▶ **Request**: Extract each line from the items below that contains the string "harness". Case matters.

▶ **Source records**:
>>>>
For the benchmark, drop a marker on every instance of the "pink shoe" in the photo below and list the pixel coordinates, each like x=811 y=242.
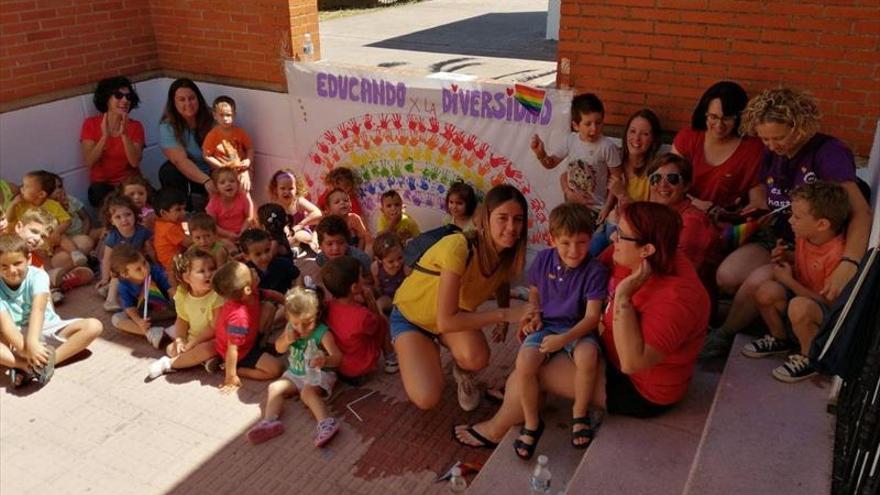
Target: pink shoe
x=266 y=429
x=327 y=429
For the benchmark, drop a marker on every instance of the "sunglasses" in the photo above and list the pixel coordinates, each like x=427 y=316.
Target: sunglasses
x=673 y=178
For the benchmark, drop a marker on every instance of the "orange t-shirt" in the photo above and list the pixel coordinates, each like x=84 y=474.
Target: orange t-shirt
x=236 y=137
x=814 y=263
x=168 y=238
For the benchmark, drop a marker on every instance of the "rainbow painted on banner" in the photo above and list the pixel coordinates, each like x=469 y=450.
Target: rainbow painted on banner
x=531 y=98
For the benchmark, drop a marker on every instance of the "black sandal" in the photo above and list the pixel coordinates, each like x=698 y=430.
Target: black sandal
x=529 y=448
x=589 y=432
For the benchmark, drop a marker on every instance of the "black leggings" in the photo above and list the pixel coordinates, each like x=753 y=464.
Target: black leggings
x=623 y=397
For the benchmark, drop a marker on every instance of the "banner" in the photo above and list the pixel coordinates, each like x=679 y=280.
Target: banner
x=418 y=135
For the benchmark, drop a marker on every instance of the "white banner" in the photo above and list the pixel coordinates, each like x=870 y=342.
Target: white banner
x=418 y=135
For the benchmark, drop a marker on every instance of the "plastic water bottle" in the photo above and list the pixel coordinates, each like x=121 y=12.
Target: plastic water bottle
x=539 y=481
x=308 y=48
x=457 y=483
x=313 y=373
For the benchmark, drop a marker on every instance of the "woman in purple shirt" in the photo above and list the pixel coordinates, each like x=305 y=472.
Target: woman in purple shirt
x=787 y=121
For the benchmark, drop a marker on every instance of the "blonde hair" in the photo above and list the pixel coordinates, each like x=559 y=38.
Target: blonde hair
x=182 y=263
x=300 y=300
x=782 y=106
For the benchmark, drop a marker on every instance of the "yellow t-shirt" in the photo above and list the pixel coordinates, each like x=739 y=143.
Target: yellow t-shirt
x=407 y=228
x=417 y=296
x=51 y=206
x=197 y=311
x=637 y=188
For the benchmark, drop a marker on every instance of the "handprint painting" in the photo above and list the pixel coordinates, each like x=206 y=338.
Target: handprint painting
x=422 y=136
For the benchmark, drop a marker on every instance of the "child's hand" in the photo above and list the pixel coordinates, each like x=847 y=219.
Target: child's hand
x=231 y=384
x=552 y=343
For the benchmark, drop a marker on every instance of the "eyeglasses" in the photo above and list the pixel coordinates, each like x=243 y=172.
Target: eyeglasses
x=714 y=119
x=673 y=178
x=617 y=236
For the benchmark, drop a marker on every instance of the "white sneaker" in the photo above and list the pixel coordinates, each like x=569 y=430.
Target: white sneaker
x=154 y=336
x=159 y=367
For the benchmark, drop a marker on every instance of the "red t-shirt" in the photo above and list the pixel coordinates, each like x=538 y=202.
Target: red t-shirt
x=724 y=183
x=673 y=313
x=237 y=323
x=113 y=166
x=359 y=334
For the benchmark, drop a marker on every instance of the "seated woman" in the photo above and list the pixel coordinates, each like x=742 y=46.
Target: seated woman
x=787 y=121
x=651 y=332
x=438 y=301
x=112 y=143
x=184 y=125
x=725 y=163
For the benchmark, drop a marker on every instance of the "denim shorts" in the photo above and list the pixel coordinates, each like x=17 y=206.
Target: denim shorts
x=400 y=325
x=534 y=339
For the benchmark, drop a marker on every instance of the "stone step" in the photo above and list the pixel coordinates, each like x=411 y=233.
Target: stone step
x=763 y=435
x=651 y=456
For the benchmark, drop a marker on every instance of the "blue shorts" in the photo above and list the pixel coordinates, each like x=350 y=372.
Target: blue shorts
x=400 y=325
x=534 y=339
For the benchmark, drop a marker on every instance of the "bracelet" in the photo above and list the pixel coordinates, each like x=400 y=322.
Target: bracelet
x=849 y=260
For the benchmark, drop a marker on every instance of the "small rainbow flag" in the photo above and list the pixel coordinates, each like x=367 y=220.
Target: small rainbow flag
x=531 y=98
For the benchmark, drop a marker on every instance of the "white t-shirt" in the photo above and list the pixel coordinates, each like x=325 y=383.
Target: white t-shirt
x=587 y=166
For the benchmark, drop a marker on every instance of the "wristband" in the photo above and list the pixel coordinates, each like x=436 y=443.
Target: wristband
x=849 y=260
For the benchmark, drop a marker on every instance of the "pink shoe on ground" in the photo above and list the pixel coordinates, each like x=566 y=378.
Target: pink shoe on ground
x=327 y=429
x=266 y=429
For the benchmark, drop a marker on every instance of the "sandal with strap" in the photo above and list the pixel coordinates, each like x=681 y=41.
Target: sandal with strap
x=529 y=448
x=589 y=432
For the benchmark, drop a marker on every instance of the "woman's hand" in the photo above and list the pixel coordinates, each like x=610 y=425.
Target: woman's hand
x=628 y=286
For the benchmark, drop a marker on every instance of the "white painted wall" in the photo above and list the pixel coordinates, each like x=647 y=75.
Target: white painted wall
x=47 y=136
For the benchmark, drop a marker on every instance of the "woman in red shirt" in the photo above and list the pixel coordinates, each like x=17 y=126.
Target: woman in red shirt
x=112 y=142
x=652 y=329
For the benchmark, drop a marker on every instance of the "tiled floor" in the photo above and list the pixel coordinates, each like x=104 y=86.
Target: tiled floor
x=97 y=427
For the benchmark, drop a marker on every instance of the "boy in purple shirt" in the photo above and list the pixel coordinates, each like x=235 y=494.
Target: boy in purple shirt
<<<<
>>>>
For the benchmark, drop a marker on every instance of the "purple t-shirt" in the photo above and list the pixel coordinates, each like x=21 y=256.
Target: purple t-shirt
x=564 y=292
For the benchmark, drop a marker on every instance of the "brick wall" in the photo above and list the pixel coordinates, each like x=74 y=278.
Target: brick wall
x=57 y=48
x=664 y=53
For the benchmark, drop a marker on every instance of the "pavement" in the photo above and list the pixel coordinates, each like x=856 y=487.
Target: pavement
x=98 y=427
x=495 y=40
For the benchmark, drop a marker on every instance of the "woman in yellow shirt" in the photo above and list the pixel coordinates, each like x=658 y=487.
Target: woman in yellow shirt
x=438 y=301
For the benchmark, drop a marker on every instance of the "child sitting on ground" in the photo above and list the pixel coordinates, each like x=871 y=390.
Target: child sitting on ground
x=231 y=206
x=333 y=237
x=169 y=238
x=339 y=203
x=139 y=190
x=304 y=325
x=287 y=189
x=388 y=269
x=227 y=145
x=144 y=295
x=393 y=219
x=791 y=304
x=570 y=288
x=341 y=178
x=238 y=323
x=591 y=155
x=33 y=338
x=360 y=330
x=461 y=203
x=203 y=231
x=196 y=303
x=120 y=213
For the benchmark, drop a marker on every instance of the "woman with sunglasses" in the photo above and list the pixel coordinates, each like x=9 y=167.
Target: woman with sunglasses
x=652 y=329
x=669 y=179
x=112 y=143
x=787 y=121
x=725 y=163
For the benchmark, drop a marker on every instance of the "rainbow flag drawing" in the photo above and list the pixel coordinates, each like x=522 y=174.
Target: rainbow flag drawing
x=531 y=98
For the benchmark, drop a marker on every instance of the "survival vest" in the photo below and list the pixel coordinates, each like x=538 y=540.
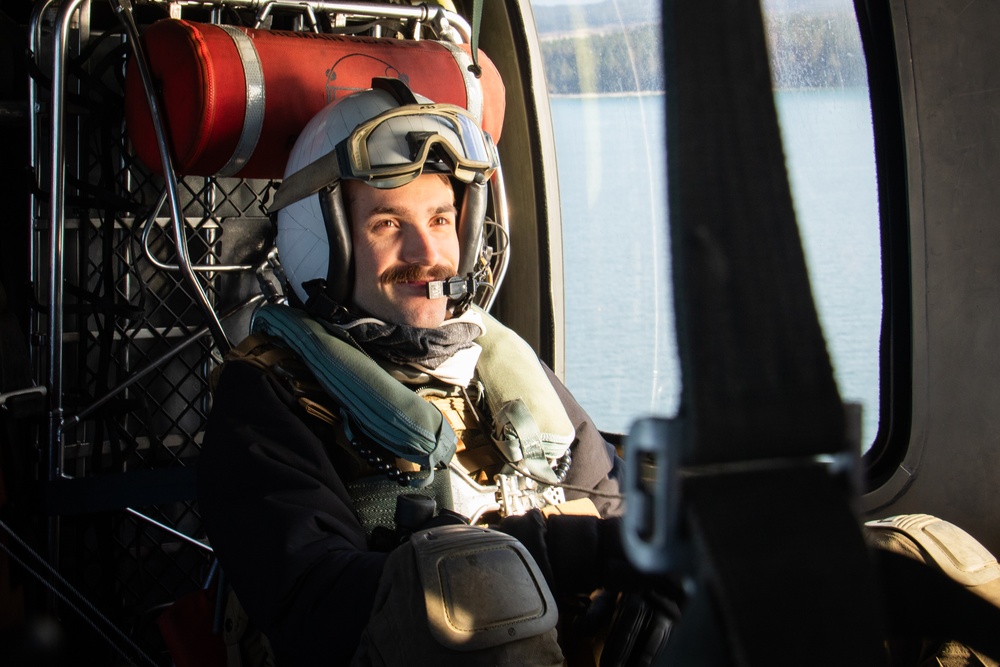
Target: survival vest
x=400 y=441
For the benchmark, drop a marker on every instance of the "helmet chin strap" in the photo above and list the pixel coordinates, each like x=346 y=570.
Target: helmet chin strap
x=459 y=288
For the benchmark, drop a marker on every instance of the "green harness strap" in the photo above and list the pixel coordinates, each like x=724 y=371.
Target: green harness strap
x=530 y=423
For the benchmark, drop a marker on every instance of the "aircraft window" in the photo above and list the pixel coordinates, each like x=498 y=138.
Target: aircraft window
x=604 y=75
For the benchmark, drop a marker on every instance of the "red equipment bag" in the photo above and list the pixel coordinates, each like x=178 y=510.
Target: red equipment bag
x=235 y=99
<<<<
▶ **Written response**:
For the benchmark, drop a marker on every instance of the "green harness strap" in the photo above and list the pixel coordinates, each like x=724 y=371.
Target: green harness strap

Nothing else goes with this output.